**Task directions**:
From the line containing "If you could point to the white" to the final line of the listing, restate each line word for word and add nothing.

**Data for processing**:
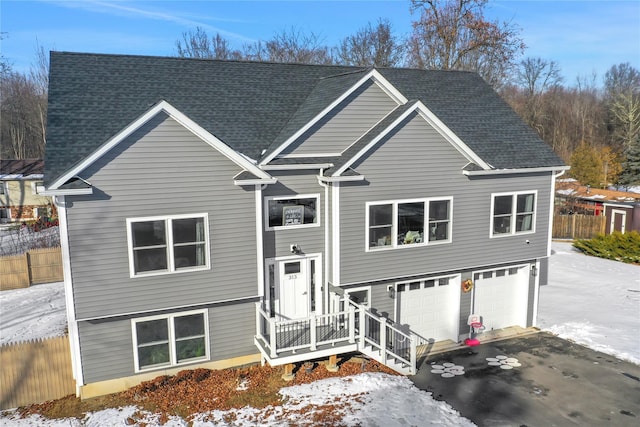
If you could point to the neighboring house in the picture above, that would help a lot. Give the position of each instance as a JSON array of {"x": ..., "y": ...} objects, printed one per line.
[
  {"x": 19, "y": 199},
  {"x": 621, "y": 208},
  {"x": 219, "y": 213}
]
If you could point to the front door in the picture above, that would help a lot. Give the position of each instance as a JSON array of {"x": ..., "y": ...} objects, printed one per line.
[
  {"x": 293, "y": 289},
  {"x": 618, "y": 220}
]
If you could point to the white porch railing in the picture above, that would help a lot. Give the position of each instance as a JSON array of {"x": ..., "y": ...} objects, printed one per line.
[{"x": 354, "y": 329}]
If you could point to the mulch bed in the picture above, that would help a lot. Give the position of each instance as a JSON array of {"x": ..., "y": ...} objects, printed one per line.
[{"x": 196, "y": 391}]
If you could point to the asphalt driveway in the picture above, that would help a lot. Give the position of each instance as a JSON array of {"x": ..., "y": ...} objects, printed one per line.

**Solution to this task**:
If you could point to the white porch railing in the picture above, that would help a lot. Give the position of each instance as a JSON array of {"x": ..., "y": ...} objects, printed one per line.
[{"x": 354, "y": 329}]
If you could point to the mulch bed in the picture above, that would help a lot. Give the position of each instance as a JSON array of {"x": ..., "y": ...} objects, printed one per line.
[{"x": 196, "y": 391}]
If you could point to the asphalt driveway in the picture above, that would help a lot. Give the position of each instance as a JSON array of {"x": ..., "y": ...} objects, printed one per line.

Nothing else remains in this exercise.